### Image-grounded pointing data
Segment Open
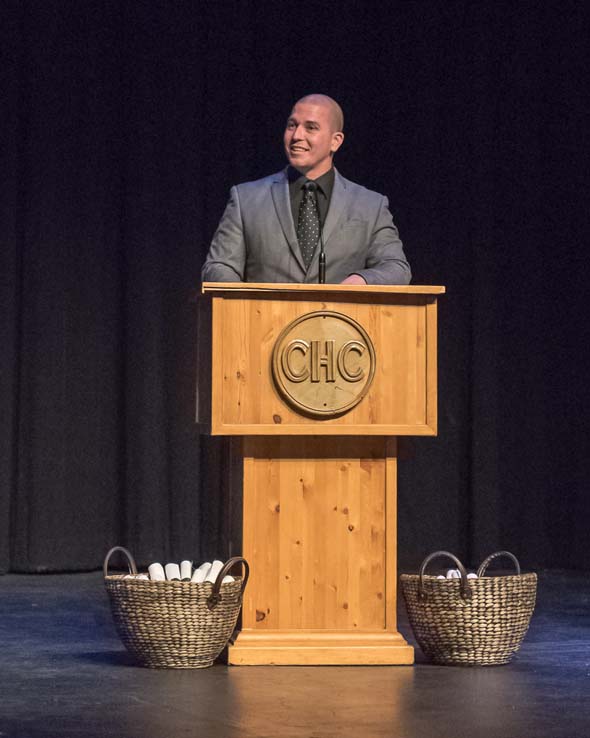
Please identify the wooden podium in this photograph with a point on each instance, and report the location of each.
(318, 380)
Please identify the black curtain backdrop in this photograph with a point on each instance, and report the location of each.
(123, 126)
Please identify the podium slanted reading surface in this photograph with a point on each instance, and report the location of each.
(318, 380)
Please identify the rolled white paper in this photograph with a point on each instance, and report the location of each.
(200, 573)
(216, 567)
(172, 571)
(156, 572)
(186, 570)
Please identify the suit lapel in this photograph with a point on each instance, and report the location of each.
(282, 202)
(337, 206)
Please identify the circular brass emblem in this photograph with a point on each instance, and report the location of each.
(323, 363)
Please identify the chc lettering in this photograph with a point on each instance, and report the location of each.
(310, 360)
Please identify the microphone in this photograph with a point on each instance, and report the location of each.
(312, 187)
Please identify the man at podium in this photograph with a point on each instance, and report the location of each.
(307, 223)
Segment Closed
### Instructions for the task
From the line with "Please identify the podium" through the final line of the records, return each line exactly. Leave out the rest.

### Solution to this problem
Please identify the podium slanted reading surface in this photograph with a point on each instance, and report the location of each.
(318, 380)
Please identify the rolled white paper in this photograph with a point on each instance, and report the location of each.
(200, 573)
(216, 567)
(172, 571)
(156, 572)
(186, 570)
Please identify the suit lapel in this photograph with a point on each instance, and report the location of each.
(282, 202)
(337, 206)
Please identify the circular brass emblem in this photograph with a point on each instance, and report the location of each.
(323, 363)
Please identify the chc lettering in this photograph with a point on each instance, and report the location of each.
(310, 360)
Please identify the microphone in this photograph with a point on each instance, and report the location of each.
(312, 187)
Please identify the man at podium in this photograph with a point on each instance, and report the location of each.
(307, 223)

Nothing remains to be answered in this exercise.